Aveva ragione lo scrittore argentino Manuel Puig, quando scriveva che accettare il dolore rassegnati, equivale ad accettare la morte da vivi. È ammirevole chi accetta senza reagire, ribellarsi o protestare contro le imposizioni, le gravi rinunce e perdite; chi nel proprio dolore non protesta ma serenamente lo vive. Io vivo il dolore come scandalo e la morte dell’innocente come abuso, per questo consegno la rassegnazione alla lotta per ritrovare equilibrio, per organizzare speranza contro ogni sconfitta.

La straordinaria interpretazione dei protagonisti del film, la veridicità della sceneggiatura, la trama raccontata con estrema autenticità mi hanno toccato. Il dramma di una bella e serena famiglia visitata all’improvviso, come da fulmine a ciel sereno, dall’esperienza della morte: il figlio muore in una immersione subacquea. Mi sono ritrovato nelle tante storie dolorose che mi sono state raccontate, esperienza simile a tante esperienze che in prima persona ho vissuto. Ho riascoltato le paure, i sensi di colpa, le difficoltà del vivere, del rapportarsi con le mille parole consolatorie che sembrano più alibi di chi dietro ad esse vuole nascondere le proprie ansie, la fuga dal dolore altrui, le crisi in famiglia dopo la tragedia, tutte cose che mi erano familiari.

AZIONE RICHIESTA 1.
Riporta la parte della riflessione sul dolore che si apre con le parole contenenti "La straordinaria interpretazione" e si chiude con "mi erano familiari.", rinominando "figlio" in "ragazzo".
AZIONE RICHIESTA 2.
Rispondi a queste domande sulla riflessione sul dolore:
(a) Quale scrittore viene citato in apertura, e di quale nazionalità?
(b) In che modo muore il figlio nel film descritto?
(c) Come vive chi scrive la morte dell'innocente?
AZIONE RICHIESTA 3.
Riprendi la riflessione sul dolore a partire dal punto in cui si interrompe.
Le righe raccolte non hanno alcun legame con la riflessione sul dolore.

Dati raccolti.
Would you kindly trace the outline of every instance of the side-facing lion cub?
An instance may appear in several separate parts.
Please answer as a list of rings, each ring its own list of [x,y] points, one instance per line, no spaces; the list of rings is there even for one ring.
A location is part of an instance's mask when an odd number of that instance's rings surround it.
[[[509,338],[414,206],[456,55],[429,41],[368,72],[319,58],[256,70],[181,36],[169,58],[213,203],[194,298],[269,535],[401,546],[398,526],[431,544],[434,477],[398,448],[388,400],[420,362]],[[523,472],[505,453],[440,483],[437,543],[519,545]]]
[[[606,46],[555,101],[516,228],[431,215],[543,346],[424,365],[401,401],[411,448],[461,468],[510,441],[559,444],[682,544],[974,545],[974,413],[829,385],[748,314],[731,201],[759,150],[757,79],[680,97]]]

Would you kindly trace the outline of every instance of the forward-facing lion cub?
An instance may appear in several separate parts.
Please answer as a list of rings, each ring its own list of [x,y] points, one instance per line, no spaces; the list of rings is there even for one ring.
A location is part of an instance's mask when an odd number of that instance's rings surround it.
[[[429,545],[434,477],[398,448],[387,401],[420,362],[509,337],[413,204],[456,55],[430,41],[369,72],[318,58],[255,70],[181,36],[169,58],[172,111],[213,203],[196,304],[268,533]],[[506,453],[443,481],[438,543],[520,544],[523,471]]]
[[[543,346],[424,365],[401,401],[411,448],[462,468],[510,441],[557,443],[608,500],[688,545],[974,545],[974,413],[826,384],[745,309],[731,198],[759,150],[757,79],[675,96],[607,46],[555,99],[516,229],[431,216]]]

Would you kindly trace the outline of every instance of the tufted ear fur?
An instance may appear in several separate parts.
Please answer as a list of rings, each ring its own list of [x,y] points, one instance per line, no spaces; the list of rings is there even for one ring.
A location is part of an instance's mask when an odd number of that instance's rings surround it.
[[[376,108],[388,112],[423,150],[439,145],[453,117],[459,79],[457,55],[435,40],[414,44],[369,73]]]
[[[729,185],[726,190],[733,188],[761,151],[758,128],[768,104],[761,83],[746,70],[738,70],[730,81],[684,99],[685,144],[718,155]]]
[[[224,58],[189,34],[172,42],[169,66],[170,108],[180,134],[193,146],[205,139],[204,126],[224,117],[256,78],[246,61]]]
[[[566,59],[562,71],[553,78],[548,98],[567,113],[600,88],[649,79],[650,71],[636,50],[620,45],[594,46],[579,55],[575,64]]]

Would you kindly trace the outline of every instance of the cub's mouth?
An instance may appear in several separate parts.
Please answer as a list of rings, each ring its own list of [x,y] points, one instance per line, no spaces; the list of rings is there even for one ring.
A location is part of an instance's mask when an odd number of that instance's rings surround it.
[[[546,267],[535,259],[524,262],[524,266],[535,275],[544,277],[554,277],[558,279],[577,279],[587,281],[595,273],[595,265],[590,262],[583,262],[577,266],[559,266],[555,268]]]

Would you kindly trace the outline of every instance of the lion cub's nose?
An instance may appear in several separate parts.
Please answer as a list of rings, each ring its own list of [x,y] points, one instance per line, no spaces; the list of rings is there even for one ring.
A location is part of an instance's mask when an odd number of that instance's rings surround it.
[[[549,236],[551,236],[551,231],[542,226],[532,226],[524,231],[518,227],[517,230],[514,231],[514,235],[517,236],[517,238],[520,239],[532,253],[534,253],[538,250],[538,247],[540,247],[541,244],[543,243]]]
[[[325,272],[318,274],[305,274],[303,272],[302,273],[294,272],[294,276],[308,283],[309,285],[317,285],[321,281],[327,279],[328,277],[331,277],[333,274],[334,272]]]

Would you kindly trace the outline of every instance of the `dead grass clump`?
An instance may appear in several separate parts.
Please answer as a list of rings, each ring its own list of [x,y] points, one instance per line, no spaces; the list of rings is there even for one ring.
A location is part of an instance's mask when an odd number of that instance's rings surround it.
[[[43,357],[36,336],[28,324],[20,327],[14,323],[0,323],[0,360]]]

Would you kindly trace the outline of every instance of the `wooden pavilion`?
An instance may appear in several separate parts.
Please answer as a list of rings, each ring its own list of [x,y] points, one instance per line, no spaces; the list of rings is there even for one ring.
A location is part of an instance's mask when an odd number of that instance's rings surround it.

ESITO DEL COMPITO 1.
La straordinaria interpretazione dei protagonisti del film, la veridicità della sceneggiatura, la trama raccontata con estrema autenticità mi hanno toccato. Il dramma di una bella e serena famiglia visitata all’improvviso, come da fulmine a ciel sereno, dall’esperienza della morte: il ragazzo muore in una immersione subacquea. Mi sono ritrovato nelle tante storie dolorose che mi sono state raccontate, esperienza simile a tante esperienze che in prima persona ho vissuto. Ho riascoltato le paure, i sensi di colpa, le difficoltà del vivere, del rapportarsi con le mille parole consolatorie che sembrano più alibi di chi dietro ad esse vuole nascondere le proprie ansie, la fuga dal dolore altrui, le crisi in famiglia dopo la tragedia, tutte cose che mi erano familiari.

ESITO DEL COMPITO 2.
(a) Manuel Puig, scrittore argentino.
(b) Durante un'immersione subacquea.
(c) Come un abuso.

ESITO DEL COMPITO 3.
E ho potuto constatare come anche nella vicinanza a coloro che rimangono, ci sia la volontà, il desiderio di farsi forza perché comunque bisogna andare avanti. E nel film, come nella vita, persiste il non capire che la tragedia vissuta ha ormai cambiato irrimediabilmente la vita di chi sopravvive, che nulla resta uguale e che non si può più essere quello che si era prima. Lo spettacolo dovrà pure continuare ma alcuni attori si accorgono che la parte che sembrava loro essere stata affidata gli è stata con violenza scippata dalle mani. Rassegnazione non è dimenticare, fuggire; non si può essere o fare come se non fosse successo niente.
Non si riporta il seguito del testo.